:: ФРАГМЕНТ ИСТОЧНИКА
Виктор Абашин известен в Ульяновской области как человек одной из самых мирных профессий – строитель. Начав обычным рабочим, он закончил свой трудовой путь заместителем директор треста. Но самые яркие воспоминания у него сохранились со времён Великой Отечественной войны, когда он ещё мальчишкой оказался на оккупированной территории и несколько месяцев был узником фашистского концлагеря.
Виктор Михайлович поделился с нами своими взглядами на прошлое и настоящее.
Сергей Юрьев: Виктор Михайлович, как вы оказались в концлагере?
::::
ЗАДАНИЯ —
1/ Какой профессией, согласно фрагменту источника, известен Виктор Абашин в Ульяновской области?
2/ Объясните по фрагменту источника, к какому времени относятся самые яркие воспоминания Абашина и что с ним тогда произошло.
3/ Перескажите фрагмент источника в двух предложениях.
:: ФРАГМЕНТЫ СТРОК
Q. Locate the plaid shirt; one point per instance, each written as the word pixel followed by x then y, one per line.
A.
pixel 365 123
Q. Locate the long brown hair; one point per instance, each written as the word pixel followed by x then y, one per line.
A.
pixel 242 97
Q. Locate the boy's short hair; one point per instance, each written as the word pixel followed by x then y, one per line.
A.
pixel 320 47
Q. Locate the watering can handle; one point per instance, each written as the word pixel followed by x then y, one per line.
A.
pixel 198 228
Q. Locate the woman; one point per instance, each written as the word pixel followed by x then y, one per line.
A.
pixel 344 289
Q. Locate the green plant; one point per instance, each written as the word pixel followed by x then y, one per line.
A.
::::
ПРАВИЛЬНЫЕ ОТВЕТЫ —
1/ Он известен как строитель.

2/ Самые яркие воспоминания Абашина относятся ко времени Великой Отечественной войны. Тогда он ещё мальчишкой оказался на оккупированной территории и несколько месяцев был узником фашистского концлагеря.

3/ Виктор Абашин из Ульяновской области начал трудовой путь в строительстве обычным рабочим, а закончил заместителем директора треста. Самые яркие его воспоминания связаны с Великой Отечественной войной, когда он мальчишкой оказался на оккупированной территории и несколько месяцев провёл в фашистском концлагере.